* [TASK BRIEF] Render this sentence from the abstract on human pose estimation in Spanish: "BlazePose is renowned for its efficiency and accuracy, making it suitable for real-time performance applications."

* [SOURCE DOCUMENT]
Abstract

Human pose estimation (HPE) is a valuable tool for rehabilitation, providing critical insights into the body's posture and movements. Both patients and therapists can significantly benefit from this technology, which enhances various aspects of the rehabilitation process by offering precise and real-time feedback on body mechanics. This research explores four well-known models in HPE: BlazePose, OpenPose, MoveNet, and OpenPifPaf. Each model is examined in detail, focusing on their architecture and working principles. BlazePose is renowned for its efficiency and accuracy, making it suitable for real-time performance applications. OpenPose is a comprehensive framework that detects multiple body parts, offering a detailed human posture analysis. MoveNet is designed for high-speed applications, providing quick and accurate pose estimation, while OpenPifPaf excels in producing precise keypoint detection, which is crucial for detailed posture analysis. The comparison between these models is demonstrated through practical cases of rehabilitation exercises. Since rehabilitation often requires exercises to be performed slowly and deliberately to ensure safety and effectiveness, this study emphasizes model accuracy over speed. We can assess the models in actual rehabilitation scenarios' reliability and suitability for different rehabilitation exercises. This research aims to provide a thorough understanding of how each HPE model operates and their respective strengths and limitations in rehabilitation. Through detailed analysis and real-world comparisons, we highlight the potential of HPE technology to improve rehabilitation outcomes by offering accurate, real-time feedback to both patients and therapists. This feature can lead to more effective rehabilitation programs tailored to the specific needs of individual patients.

* [DATA FOR ANALYSIS]

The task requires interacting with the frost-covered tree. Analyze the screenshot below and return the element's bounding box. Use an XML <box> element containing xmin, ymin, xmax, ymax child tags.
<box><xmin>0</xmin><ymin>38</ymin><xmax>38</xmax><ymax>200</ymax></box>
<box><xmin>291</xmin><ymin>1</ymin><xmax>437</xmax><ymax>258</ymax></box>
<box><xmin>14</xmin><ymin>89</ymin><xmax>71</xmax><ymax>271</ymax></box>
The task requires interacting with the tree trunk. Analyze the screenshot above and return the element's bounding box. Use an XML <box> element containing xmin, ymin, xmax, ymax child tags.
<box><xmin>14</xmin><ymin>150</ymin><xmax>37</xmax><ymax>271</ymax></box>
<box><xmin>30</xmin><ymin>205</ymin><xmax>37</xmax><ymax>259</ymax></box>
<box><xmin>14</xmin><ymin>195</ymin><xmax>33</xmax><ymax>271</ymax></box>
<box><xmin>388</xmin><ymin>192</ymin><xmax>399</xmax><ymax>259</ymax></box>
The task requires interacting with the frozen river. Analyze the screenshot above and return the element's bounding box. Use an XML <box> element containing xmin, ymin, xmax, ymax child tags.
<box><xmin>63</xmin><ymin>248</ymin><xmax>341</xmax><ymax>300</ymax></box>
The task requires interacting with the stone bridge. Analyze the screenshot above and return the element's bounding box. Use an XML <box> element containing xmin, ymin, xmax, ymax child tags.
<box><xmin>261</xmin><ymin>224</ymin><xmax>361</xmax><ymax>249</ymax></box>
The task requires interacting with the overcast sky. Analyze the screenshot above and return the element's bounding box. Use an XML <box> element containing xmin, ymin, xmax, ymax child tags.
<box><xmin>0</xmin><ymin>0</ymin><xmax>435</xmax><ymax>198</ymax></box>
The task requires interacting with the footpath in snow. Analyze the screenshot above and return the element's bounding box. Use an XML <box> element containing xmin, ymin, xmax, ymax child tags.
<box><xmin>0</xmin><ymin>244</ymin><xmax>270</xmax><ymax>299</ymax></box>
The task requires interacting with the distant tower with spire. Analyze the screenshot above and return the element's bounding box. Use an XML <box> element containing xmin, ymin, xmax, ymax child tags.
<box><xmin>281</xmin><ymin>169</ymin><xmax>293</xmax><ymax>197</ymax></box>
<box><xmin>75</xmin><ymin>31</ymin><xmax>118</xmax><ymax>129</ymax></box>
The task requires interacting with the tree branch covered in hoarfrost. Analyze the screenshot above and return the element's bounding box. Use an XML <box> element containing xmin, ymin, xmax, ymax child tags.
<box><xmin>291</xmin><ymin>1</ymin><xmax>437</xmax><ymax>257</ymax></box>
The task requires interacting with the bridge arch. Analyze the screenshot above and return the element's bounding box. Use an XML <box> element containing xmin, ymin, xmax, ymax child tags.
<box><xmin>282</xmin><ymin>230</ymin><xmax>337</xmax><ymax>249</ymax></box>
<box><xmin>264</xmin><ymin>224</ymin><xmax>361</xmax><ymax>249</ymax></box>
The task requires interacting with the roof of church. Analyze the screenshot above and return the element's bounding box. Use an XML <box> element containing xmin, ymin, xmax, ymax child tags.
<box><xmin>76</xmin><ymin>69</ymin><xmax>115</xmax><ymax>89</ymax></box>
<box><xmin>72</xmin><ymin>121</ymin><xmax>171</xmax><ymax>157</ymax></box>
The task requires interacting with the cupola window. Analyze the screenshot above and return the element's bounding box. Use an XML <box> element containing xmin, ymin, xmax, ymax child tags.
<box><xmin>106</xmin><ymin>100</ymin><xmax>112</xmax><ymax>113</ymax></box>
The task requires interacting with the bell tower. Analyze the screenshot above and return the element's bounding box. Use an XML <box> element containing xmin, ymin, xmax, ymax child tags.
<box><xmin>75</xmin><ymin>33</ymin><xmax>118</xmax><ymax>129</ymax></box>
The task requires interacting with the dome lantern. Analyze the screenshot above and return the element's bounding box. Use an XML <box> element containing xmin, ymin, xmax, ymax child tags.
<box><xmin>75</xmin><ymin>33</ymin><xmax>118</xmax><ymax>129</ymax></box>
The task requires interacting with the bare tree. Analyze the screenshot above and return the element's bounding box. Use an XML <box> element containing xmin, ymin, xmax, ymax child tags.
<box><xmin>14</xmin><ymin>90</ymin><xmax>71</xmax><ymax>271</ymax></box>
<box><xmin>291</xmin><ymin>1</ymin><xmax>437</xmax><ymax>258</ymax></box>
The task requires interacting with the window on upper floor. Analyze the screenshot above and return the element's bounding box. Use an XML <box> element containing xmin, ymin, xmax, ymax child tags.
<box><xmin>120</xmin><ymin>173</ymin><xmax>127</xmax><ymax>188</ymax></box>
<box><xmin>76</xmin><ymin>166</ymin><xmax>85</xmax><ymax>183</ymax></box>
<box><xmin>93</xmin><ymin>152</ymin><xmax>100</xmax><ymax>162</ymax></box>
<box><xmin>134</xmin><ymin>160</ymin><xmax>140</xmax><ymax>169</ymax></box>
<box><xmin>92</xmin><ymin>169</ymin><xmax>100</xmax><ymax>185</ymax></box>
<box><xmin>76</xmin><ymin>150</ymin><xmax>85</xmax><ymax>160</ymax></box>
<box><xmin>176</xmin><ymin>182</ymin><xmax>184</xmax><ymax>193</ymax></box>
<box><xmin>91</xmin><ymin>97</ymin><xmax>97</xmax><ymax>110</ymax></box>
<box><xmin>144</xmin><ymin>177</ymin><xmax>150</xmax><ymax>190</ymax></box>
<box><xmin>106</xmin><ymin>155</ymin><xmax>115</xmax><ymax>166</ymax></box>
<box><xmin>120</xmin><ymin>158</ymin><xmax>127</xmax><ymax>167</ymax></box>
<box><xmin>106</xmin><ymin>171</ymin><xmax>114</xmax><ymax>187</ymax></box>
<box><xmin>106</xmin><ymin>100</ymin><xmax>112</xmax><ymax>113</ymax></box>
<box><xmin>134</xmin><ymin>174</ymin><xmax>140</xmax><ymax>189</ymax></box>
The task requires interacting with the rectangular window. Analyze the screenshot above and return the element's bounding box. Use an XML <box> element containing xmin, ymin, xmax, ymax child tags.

* [EXERCISE RESULT] BlazePose es reconocido por su eficiencia y precisión, lo que lo hace adecuado para aplicaciones de rendimiento en tiempo real.